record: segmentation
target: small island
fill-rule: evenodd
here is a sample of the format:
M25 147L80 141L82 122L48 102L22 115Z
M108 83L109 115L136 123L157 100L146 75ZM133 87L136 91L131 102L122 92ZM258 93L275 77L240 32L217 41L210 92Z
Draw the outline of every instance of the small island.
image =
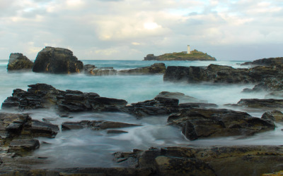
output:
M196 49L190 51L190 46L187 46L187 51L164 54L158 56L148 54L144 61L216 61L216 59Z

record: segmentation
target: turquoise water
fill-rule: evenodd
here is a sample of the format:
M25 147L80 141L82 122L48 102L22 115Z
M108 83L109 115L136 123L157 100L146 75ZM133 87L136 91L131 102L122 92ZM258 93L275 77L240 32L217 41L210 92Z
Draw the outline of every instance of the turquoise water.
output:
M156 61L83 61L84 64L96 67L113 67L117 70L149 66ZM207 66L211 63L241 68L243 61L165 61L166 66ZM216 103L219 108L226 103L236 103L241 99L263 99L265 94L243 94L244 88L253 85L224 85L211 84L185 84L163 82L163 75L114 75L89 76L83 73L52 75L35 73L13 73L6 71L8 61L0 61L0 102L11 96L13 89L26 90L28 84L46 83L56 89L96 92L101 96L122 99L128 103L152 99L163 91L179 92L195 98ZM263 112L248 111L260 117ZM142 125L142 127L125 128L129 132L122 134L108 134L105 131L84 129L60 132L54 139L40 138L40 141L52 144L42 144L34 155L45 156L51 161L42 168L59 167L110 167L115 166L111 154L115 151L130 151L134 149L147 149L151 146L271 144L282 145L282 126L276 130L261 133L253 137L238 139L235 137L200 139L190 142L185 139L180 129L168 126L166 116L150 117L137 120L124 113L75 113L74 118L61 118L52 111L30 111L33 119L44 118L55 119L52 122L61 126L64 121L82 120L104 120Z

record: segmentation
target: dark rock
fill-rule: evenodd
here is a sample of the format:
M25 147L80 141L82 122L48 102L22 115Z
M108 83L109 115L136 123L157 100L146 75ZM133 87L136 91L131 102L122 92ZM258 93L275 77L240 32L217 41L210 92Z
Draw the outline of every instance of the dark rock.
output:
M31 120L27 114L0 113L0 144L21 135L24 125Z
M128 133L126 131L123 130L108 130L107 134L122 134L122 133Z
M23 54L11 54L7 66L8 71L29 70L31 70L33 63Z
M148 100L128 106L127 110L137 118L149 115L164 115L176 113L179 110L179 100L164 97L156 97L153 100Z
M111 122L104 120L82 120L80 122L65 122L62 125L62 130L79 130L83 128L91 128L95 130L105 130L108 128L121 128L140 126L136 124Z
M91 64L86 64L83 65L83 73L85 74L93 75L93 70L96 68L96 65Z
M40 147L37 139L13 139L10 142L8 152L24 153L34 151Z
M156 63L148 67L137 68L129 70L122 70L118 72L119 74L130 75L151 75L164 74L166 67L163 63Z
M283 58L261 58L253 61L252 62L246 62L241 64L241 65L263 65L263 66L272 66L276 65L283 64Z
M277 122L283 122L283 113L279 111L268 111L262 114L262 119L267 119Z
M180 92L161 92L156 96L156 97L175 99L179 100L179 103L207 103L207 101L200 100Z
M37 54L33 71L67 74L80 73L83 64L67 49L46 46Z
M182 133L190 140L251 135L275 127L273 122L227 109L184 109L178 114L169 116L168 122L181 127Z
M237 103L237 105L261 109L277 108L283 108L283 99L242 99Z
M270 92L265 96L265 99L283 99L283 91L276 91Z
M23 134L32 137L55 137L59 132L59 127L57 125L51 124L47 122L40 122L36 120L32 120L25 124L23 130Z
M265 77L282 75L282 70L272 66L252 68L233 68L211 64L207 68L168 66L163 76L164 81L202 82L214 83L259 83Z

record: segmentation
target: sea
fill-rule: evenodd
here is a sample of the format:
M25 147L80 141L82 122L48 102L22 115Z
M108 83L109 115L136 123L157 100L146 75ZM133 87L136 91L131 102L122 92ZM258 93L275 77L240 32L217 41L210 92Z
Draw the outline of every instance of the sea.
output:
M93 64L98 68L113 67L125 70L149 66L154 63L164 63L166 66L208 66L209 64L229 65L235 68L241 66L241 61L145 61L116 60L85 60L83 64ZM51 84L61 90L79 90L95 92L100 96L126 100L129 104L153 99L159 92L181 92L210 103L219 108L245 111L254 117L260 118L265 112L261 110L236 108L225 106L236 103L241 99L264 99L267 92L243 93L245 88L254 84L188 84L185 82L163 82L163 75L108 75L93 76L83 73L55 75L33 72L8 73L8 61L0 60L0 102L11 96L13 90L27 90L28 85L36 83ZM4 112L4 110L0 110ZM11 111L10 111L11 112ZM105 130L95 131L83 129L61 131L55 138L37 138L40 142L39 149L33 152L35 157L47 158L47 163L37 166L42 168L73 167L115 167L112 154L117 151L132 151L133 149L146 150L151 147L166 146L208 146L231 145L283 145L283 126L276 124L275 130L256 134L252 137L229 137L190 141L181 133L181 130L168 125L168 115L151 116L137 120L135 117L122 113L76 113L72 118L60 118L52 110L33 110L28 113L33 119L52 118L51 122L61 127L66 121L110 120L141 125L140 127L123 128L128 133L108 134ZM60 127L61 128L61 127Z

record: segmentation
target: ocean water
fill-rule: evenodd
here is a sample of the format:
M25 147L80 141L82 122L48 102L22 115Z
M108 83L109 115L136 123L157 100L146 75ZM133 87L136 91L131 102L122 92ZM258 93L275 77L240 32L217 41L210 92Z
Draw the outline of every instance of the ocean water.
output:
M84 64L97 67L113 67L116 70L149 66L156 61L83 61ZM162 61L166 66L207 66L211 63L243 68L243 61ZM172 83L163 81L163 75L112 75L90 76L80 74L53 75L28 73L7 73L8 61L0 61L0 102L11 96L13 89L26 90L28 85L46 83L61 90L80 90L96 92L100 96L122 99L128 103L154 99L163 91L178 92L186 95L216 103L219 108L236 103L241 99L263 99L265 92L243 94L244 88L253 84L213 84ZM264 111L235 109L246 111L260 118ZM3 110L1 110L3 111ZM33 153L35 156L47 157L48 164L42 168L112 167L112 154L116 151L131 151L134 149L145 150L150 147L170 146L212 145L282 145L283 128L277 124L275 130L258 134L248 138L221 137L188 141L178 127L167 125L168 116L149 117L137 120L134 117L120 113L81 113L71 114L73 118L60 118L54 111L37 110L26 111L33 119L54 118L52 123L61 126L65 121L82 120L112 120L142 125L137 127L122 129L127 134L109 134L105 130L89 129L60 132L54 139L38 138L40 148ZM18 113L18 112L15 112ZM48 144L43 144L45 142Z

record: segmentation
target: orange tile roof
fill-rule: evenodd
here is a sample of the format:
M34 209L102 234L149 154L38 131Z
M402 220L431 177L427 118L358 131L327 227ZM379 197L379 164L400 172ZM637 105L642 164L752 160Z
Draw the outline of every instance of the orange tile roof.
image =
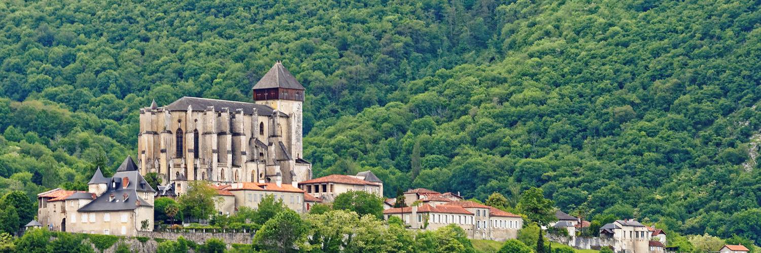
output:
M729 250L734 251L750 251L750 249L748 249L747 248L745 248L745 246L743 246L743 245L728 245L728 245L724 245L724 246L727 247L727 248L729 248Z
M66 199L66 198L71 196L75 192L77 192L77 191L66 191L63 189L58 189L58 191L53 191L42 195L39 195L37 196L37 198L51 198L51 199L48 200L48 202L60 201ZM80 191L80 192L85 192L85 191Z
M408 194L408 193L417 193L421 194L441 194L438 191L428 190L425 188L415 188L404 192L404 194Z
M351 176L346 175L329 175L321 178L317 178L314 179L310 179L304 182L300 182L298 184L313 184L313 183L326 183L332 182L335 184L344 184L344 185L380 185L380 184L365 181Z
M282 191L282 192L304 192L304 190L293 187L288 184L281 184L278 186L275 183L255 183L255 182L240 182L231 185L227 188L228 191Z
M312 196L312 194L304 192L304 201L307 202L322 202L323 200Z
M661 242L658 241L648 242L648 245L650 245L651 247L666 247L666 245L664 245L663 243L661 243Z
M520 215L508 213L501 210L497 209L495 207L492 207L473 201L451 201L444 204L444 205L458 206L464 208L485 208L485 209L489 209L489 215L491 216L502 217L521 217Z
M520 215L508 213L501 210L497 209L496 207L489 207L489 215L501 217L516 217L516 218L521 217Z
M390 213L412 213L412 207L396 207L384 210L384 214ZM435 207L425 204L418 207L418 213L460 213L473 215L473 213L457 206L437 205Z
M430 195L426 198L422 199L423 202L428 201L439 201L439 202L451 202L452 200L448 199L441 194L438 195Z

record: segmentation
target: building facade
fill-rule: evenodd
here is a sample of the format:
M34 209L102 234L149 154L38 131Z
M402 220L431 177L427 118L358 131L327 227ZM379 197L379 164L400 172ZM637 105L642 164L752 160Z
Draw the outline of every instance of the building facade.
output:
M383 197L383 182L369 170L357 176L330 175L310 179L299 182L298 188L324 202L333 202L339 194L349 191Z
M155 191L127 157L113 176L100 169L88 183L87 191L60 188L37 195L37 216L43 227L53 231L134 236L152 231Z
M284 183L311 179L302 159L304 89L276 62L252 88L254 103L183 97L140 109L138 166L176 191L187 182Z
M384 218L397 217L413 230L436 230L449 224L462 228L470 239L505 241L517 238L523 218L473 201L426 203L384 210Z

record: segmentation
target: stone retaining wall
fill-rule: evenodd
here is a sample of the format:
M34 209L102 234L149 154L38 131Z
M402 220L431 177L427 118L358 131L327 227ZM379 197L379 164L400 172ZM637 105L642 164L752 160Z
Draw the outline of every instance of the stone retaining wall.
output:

*WORK TO BE COMPLETED*:
Copy out every line of the material above that contains the string "stone". Case counts, so a line matches only if the letters appear in exactly that case.

*EXERCISE RESPONSE*:
target: stone retaining wall
Draw the outline of every instance of the stone retaining wall.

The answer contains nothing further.